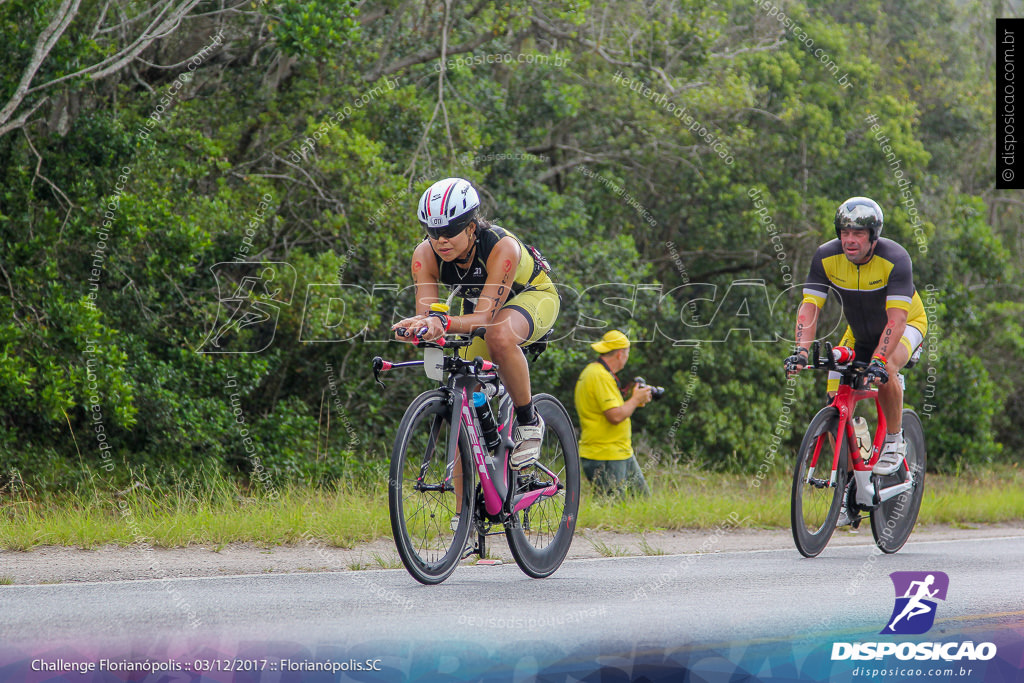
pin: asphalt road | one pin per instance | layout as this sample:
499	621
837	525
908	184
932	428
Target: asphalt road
589	609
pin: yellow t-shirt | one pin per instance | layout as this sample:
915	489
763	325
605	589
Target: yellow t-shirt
596	391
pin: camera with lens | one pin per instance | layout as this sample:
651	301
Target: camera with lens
655	391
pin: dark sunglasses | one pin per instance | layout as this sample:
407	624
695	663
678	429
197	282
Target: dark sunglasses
449	231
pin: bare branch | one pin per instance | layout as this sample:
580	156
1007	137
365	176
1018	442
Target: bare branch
47	39
159	28
427	54
56	190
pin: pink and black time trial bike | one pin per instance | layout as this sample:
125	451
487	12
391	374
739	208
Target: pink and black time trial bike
451	483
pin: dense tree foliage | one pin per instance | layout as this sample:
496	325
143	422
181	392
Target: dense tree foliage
166	165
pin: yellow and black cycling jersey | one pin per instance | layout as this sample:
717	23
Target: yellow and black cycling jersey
529	275
534	293
866	291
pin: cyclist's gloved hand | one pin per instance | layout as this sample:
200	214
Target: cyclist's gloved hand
877	373
408	329
797	361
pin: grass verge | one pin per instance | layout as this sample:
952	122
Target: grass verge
215	512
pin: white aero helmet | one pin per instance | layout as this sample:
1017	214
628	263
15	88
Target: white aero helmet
448	206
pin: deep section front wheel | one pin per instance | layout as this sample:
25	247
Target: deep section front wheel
540	536
893	520
816	502
425	500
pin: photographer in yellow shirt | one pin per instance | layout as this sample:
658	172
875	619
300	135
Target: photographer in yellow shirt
606	437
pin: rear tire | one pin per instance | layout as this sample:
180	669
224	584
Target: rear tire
421	520
541	535
815	509
894	519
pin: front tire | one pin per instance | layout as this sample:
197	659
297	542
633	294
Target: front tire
894	519
541	535
421	503
815	506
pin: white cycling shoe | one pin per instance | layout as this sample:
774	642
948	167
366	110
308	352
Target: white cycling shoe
527	444
893	454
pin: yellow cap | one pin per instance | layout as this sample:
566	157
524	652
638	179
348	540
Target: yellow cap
613	339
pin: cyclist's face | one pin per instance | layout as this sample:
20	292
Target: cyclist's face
856	244
457	246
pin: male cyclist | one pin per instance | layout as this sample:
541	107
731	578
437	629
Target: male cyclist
504	287
885	315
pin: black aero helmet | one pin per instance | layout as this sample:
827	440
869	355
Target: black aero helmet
859	213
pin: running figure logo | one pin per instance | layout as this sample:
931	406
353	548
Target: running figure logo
250	297
915	595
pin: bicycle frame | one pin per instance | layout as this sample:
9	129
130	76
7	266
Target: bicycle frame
845	401
464	377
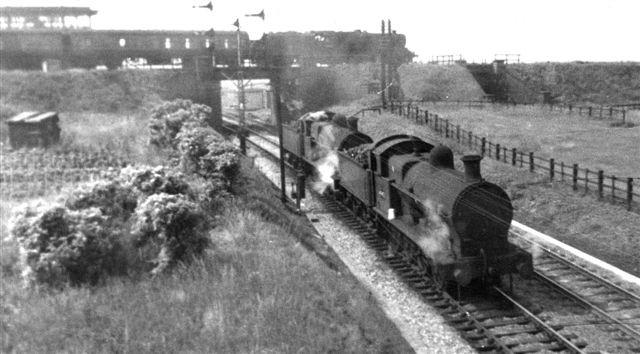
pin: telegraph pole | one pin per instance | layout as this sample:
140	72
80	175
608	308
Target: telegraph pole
241	100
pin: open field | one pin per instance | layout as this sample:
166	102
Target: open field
603	230
590	142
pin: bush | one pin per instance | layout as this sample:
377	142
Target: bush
61	246
111	197
168	118
149	180
204	152
173	225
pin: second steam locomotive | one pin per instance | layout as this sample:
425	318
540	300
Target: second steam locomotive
451	224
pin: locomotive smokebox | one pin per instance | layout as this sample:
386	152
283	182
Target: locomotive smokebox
472	167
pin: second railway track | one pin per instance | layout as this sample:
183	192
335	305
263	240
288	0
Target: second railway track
497	321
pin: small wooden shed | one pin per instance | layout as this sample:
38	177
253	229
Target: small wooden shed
34	129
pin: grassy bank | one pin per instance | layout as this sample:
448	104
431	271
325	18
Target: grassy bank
606	231
257	289
590	142
577	82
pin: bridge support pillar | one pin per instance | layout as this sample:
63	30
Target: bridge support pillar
212	98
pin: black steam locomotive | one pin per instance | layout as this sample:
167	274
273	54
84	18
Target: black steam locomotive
451	224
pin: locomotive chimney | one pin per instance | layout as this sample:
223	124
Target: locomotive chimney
472	167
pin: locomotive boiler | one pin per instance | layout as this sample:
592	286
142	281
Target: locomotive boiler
451	224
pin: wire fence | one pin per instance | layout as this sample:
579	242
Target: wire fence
607	187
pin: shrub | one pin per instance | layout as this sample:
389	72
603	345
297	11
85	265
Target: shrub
152	180
111	197
61	246
168	118
204	152
173	225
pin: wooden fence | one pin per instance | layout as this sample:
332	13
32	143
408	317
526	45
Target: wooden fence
612	112
607	187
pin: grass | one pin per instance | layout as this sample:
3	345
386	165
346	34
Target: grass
257	290
590	142
606	231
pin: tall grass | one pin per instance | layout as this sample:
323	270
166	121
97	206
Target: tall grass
258	290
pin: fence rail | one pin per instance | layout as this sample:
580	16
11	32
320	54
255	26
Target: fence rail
607	187
611	111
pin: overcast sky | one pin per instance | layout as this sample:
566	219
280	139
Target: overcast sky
539	30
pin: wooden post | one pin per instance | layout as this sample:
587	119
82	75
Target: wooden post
586	180
531	162
613	187
629	192
521	158
278	112
600	184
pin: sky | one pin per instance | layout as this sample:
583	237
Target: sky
538	30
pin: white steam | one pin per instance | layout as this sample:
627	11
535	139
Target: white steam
326	167
435	241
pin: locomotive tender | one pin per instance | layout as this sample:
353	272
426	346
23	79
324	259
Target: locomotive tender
452	224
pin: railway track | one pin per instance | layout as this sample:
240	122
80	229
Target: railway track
612	304
497	321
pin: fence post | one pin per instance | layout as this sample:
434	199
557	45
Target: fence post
531	163
600	184
613	188
521	158
586	180
629	192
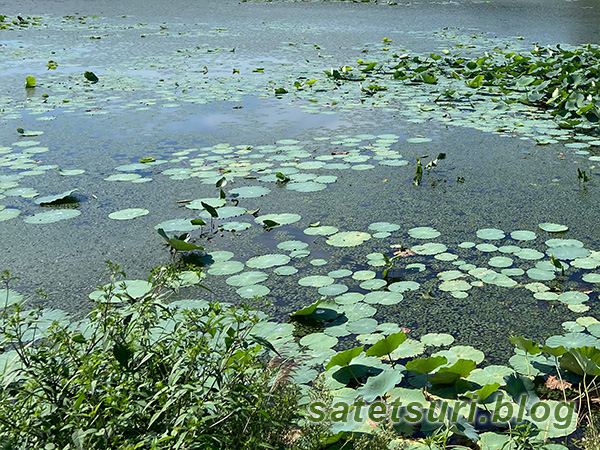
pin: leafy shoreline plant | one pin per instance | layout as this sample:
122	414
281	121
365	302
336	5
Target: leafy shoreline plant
140	373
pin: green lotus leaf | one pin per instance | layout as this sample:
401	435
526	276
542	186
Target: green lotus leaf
349	298
387	345
316	281
454	285
128	214
403	286
380	385
266	261
247	278
252	291
490	234
408	349
462	352
437	339
384	226
344	358
426	365
383	298
523	235
318	340
553	227
333	289
362	275
424	233
348	238
292	245
320	231
362	326
54	199
430	248
573	297
500	261
285	270
341	273
225	268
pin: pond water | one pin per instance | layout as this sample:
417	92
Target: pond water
198	94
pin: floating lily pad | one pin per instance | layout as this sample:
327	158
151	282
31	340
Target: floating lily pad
523	235
252	291
500	261
333	289
431	248
384	226
591	278
266	261
247	278
54	199
490	234
553	227
437	339
225	268
52	216
404	286
316	281
383	298
454	285
285	270
348	238
128	214
320	231
424	233
341	273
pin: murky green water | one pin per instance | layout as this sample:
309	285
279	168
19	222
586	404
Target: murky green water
153	100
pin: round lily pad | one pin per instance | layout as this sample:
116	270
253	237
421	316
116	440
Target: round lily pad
292	245
403	286
256	290
341	273
266	261
52	216
362	275
431	248
523	235
316	281
320	231
383	298
553	227
424	233
247	278
490	234
128	214
500	261
437	339
333	289
348	238
226	268
384	226
285	270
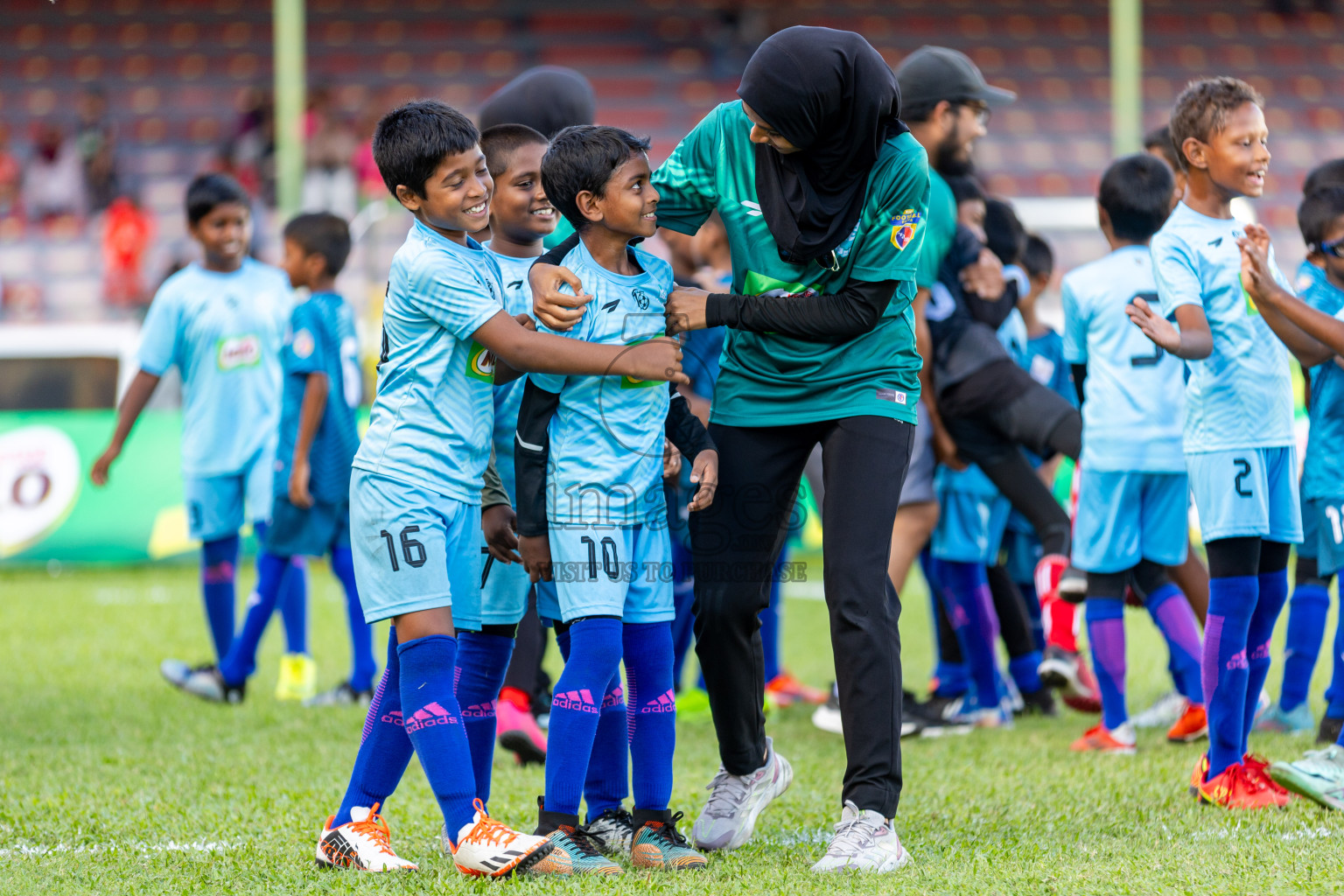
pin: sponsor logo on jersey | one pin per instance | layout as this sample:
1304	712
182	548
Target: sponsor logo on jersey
238	351
903	228
480	363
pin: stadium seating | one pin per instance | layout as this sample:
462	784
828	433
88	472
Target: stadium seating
176	73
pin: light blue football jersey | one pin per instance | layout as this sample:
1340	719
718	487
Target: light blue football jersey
1242	394
1135	413
223	333
605	464
518	300
1323	468
321	340
431	418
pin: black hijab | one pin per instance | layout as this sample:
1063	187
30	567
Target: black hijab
835	98
547	98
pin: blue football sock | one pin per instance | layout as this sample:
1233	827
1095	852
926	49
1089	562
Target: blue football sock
1175	620
241	660
1273	595
652	712
576	708
1106	641
965	592
218	567
481	662
608	780
1223	667
434	725
363	668
383	750
1306	612
1026	672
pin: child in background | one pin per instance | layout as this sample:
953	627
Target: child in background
416	488
220	321
1311	599
1238	436
1133	491
594	511
318	442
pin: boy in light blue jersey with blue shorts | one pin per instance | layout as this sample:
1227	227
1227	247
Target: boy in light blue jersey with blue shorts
416	489
1238	434
1133	492
592	512
220	323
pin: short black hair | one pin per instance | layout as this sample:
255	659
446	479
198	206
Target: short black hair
321	234
1004	234
1160	138
584	158
501	141
1136	192
207	192
1321	208
1038	258
411	140
965	188
1328	173
1201	110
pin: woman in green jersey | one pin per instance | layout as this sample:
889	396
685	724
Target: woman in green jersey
822	192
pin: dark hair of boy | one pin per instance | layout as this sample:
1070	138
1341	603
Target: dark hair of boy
584	158
1136	192
1160	138
207	192
1004	234
965	188
1203	107
1328	173
411	140
1038	258
1318	213
321	234
501	141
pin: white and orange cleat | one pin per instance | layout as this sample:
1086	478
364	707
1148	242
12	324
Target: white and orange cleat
363	844
486	848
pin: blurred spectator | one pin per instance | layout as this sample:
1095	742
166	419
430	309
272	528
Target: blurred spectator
97	150
52	183
330	145
127	236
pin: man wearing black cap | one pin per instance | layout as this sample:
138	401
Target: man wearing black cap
980	404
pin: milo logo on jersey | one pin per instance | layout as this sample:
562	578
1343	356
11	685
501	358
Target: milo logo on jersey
629	382
233	352
480	363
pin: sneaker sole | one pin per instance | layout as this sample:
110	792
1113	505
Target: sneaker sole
1293	782
522	746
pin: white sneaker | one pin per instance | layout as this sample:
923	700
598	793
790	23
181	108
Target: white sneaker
486	848
729	818
863	841
361	844
1163	713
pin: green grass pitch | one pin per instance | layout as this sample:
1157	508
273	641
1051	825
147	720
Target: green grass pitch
113	783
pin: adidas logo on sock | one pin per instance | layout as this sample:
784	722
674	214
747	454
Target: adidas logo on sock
576	700
666	703
428	717
480	710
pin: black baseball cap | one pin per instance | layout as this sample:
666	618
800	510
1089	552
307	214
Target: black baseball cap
933	74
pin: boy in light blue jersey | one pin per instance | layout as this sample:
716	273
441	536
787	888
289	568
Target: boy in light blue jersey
1311	601
1238	434
220	323
592	514
416	489
1316	339
318	442
1133	491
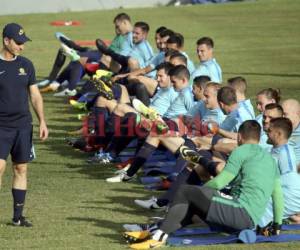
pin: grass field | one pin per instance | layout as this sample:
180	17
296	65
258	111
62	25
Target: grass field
70	204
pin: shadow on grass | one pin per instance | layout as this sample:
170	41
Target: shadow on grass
263	74
109	224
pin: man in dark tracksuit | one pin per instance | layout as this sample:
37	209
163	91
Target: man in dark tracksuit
17	77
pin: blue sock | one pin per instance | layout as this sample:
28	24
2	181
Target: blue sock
19	200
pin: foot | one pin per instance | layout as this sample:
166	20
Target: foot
100	157
103	88
147	244
43	83
136	236
122	177
22	222
60	35
149	113
71	53
189	155
78	105
101	46
66	92
149	204
50	88
138	227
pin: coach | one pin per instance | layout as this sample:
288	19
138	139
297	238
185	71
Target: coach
17	78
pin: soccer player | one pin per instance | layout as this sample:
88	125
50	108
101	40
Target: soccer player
249	170
208	65
291	109
279	131
180	106
80	57
17	78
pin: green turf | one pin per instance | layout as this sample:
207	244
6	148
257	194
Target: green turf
69	202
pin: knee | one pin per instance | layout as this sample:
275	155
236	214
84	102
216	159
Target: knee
140	88
133	64
20	170
101	101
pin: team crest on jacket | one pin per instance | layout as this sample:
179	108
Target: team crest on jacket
22	72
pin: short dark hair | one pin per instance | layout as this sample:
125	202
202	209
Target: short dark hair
122	17
180	71
207	41
271	93
179	56
166	66
238	83
144	26
250	129
176	38
160	29
201	81
284	124
227	95
275	106
166	32
170	52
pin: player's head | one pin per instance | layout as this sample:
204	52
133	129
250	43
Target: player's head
199	84
162	74
239	84
227	99
14	38
279	131
205	47
272	110
164	35
175	41
122	23
140	32
178	59
265	97
180	76
210	95
249	131
291	110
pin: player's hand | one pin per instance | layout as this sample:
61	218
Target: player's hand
43	131
269	230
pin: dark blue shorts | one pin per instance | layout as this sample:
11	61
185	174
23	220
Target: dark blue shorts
17	142
92	55
117	90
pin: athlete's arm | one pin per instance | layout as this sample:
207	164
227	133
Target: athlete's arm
225	147
221	180
37	103
278	202
227	134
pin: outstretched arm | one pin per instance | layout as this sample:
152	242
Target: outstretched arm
37	103
278	202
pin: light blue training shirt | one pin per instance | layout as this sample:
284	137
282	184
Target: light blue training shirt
290	182
294	141
162	100
182	103
209	68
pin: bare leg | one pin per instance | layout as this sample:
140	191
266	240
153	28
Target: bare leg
149	83
133	64
2	169
20	176
125	96
170	142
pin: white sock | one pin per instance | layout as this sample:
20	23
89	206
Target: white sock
159	235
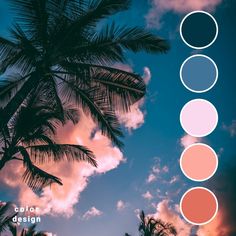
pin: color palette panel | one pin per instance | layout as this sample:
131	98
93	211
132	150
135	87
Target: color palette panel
199	162
199	206
199	73
199	118
199	29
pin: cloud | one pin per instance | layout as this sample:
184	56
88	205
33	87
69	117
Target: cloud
231	129
121	205
147	196
92	212
60	200
171	215
161	7
134	118
188	140
174	179
156	171
151	178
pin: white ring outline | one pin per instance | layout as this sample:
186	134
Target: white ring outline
206	134
216	24
199	91
216	211
199	144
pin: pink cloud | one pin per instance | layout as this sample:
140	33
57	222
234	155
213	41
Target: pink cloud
151	178
188	140
147	196
171	215
75	176
160	7
92	212
60	200
121	205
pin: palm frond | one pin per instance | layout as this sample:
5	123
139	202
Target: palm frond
58	152
7	49
114	40
9	86
94	104
123	88
35	177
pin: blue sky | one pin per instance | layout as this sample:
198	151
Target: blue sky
157	142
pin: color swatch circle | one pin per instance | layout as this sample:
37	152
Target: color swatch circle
199	73
199	206
199	29
198	118
199	162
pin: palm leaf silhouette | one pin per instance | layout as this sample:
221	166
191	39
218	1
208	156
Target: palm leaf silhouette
55	45
30	138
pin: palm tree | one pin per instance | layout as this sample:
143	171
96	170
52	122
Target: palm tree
57	44
149	226
29	138
155	227
6	215
32	232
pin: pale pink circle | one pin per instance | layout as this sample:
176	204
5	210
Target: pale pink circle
199	118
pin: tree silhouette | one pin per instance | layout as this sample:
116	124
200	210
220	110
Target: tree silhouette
149	226
6	215
29	138
56	44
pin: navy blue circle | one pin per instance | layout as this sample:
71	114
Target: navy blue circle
199	29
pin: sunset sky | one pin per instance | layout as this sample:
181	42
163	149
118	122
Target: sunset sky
146	176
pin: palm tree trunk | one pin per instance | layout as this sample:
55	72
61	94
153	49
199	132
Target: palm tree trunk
17	100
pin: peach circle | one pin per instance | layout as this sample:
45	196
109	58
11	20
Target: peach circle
199	162
199	206
199	118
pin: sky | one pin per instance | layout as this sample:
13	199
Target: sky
146	175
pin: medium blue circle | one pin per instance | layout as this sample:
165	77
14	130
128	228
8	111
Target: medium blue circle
199	73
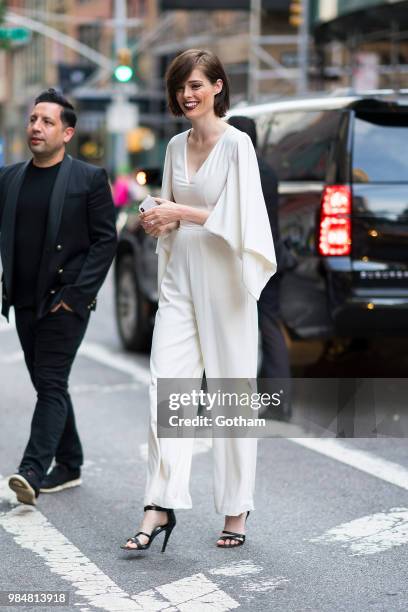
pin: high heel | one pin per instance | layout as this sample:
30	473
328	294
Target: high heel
239	538
167	528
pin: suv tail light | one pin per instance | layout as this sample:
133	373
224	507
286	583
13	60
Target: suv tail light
335	225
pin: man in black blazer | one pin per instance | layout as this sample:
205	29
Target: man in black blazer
57	242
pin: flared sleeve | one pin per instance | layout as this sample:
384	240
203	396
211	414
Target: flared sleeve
164	243
240	217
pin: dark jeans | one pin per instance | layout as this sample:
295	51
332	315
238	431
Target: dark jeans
50	345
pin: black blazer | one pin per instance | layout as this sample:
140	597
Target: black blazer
80	240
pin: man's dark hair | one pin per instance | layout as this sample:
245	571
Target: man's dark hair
68	116
245	124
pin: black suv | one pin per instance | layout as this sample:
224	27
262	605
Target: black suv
342	165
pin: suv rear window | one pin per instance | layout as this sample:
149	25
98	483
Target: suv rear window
380	148
298	144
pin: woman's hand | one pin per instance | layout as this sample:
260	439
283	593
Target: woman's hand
159	216
161	230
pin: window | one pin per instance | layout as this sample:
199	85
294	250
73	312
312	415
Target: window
380	148
298	144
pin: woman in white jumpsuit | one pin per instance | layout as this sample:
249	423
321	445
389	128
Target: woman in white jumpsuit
216	254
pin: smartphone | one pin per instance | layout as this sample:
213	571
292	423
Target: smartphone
147	204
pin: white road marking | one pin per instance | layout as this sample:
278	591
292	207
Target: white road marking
370	534
237	568
117	361
266	585
361	460
32	531
197	594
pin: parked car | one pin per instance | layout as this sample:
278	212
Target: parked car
343	214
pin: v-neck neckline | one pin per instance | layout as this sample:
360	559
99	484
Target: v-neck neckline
191	180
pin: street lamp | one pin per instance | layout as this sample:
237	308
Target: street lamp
124	71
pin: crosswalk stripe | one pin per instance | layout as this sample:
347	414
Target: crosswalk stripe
370	534
361	460
32	531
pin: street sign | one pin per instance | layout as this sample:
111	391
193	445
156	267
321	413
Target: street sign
121	117
15	34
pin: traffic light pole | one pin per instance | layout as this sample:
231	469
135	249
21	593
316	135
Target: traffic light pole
303	49
121	160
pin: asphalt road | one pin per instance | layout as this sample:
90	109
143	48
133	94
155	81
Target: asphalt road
330	532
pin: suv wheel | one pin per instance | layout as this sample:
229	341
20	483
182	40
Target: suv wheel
132	308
◇ ◇ ◇
* **Given instruction**
Give back the lines of the listing from the one with "pin: street lamp" through the end, both included, exactly as written and with nothing added.

* **Answer to this problem**
pin: street lamp | one pin per instance | layout as this sample:
237	308
Target: street lamp
124	71
pin: crosswalk stripe | one pin per instance | layout as this sample:
347	414
Target: crosswalk stripe
370	534
361	460
32	531
pin: street sign | one pin per instance | layout as this sample:
111	391
193	445
156	267
321	413
Target: street sign
121	117
15	34
pin: traffic light pole | one pin per instance | layout as this sample:
231	469
135	249
21	593
316	135
Target: traffic light pole
303	49
121	160
pin: asphalt road | one pin per instance | layout as this sample:
90	109
143	48
133	94
155	81
Target: asphalt road
330	532
pin: suv wheel | one pin per instance | layout as this sample:
229	341
20	483
182	40
Target: suv wheel
132	308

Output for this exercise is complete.